DOCUMENT TEXT →
** Start **
Anyway, the excerpted paragraph below on the time scales of CO2 versus CH4
impacts on climate relating to the often stated goal of
temperature stabilization
requiring zero anthropogenic CO2 emissions, is an amazingly clear and
simple statement of what could be a dauntingly complex discussion.
Sometimes the most brilliant minds have skill at expressing the essence of
critical scientific etc. subjects/issues in language most everyone can
grasp.  Bertrand Russell?
Bertrand Russell - Wikipedia
NASA GISS: Dr. Gavin A. Schmidt <https://www.giss.nasa.gov/staff/gschmidt/>

RealClimate: The definitive CO2/CH4 comparison post

Stocks and flows

Before we go any further though, we need to understand that the effective
perturbation time for CO2 and CH4 in the atmosphere are very
different. CO2 emissions
embed themselves in the atmosphere/biosphere/upper-ocean carbon cycle and
have very long-term impacts (under natural conditions, some 15% of the
CO2 perturbation
will still be in the atmosphere thousands of years from now). In contrast,
methane has a perturbation time-scale of about 12 years. This implies that
the impact of CO2 on temperature is cumulative (a function of the total
emitted CO2 or *stock*), while the impact of CH4 is a function of current
(~decadal) emissions (the *flows*). Stabilizing temperature effects
from CO2 means
getting down to *net-zero* anthropogenic emissions, while stabilizing
temperature effects from CH4 means simply stabilizing emissions.
** End **
DATA PROVIDED →
** Start **
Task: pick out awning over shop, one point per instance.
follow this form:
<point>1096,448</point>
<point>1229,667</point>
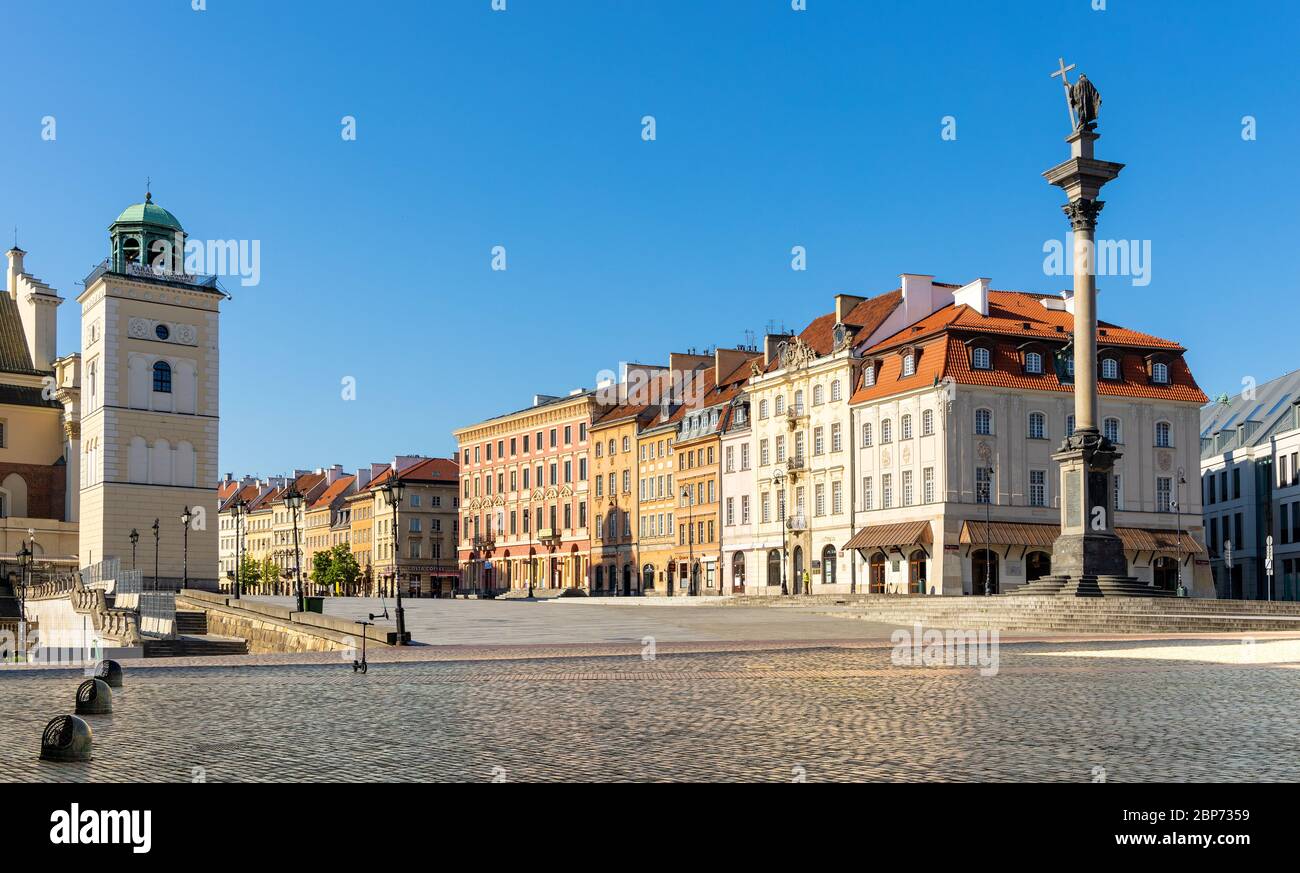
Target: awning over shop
<point>1135,539</point>
<point>905,533</point>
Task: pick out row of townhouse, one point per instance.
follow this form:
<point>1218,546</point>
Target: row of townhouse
<point>410,544</point>
<point>1251,490</point>
<point>898,443</point>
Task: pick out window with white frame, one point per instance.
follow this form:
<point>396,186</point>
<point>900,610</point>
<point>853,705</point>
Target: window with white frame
<point>1038,487</point>
<point>1164,494</point>
<point>1110,428</point>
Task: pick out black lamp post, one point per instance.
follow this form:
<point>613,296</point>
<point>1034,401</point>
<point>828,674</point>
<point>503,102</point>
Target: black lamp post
<point>186,517</point>
<point>237,512</point>
<point>294,502</point>
<point>779,480</point>
<point>156,530</point>
<point>393,491</point>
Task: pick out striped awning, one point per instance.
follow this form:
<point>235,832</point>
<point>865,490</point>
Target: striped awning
<point>905,533</point>
<point>1135,539</point>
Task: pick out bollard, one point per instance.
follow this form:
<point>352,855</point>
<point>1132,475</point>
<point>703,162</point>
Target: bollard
<point>66,738</point>
<point>111,672</point>
<point>94,698</point>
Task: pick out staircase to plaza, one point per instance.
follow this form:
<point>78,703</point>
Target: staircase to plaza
<point>193,639</point>
<point>1126,615</point>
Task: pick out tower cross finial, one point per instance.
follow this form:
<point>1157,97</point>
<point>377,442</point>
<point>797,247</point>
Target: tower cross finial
<point>1065,83</point>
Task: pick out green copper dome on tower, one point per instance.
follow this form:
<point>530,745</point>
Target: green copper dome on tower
<point>148,213</point>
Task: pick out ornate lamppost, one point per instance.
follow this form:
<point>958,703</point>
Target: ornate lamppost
<point>294,502</point>
<point>186,517</point>
<point>393,491</point>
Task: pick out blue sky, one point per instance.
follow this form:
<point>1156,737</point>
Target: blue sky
<point>523,129</point>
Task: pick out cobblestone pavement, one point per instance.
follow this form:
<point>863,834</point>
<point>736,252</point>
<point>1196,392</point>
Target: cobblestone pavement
<point>774,712</point>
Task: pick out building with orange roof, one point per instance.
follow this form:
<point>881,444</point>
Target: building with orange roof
<point>423,556</point>
<point>804,472</point>
<point>957,415</point>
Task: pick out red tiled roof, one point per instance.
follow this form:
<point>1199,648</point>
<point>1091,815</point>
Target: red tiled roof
<point>430,469</point>
<point>941,338</point>
<point>330,494</point>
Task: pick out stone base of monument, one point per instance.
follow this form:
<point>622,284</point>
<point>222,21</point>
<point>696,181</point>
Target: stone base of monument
<point>1090,586</point>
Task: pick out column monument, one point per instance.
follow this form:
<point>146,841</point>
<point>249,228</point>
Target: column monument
<point>1087,557</point>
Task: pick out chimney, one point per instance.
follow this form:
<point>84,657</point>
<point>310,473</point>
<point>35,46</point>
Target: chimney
<point>844,304</point>
<point>770,343</point>
<point>974,295</point>
<point>726,360</point>
<point>14,270</point>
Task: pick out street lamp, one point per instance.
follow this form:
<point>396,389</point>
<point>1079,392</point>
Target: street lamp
<point>294,502</point>
<point>237,511</point>
<point>393,491</point>
<point>1178,528</point>
<point>156,530</point>
<point>186,517</point>
<point>779,480</point>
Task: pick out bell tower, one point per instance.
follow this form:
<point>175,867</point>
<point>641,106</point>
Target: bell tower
<point>150,403</point>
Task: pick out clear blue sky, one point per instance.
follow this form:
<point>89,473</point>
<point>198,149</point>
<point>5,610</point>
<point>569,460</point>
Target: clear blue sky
<point>523,129</point>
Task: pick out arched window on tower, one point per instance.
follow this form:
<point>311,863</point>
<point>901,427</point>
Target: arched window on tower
<point>163,377</point>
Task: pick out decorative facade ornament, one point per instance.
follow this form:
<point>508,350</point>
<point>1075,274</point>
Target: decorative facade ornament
<point>1083,213</point>
<point>796,355</point>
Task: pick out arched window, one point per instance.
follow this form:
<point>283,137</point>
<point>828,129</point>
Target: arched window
<point>1110,428</point>
<point>163,377</point>
<point>774,568</point>
<point>1162,434</point>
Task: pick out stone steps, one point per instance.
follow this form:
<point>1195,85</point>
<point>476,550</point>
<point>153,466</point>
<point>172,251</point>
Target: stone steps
<point>195,647</point>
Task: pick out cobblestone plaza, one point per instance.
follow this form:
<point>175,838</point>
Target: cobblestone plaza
<point>828,707</point>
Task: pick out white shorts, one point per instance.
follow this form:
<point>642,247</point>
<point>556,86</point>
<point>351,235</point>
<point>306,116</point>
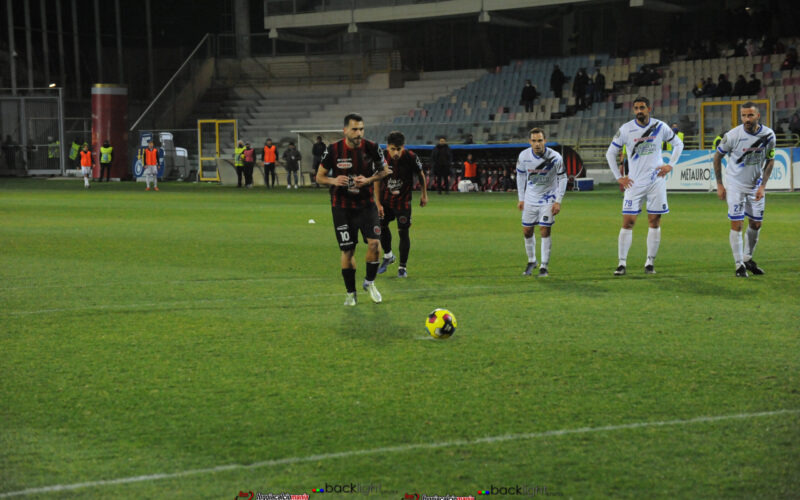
** End **
REQUESTS →
a: Reproduce the stretch of the climate passage from "Anyway, the excerpted" through "dauntingly complex discussion.".
b: According to the climate passage, what is the perturbation time-scale of methane?
Rely only on the climate passage.

OUTPUTS IN ORDER →
a:
Anyway, the excerpted paragraph below on the time scales of CO2 versus CH4
impacts on climate relating to the often stated goal of
temperature stabilization
requiring zero anthropogenic CO2 emissions, is an amazingly clear and
simple statement of what could be a dauntingly complex discussion.

b: About 12 years.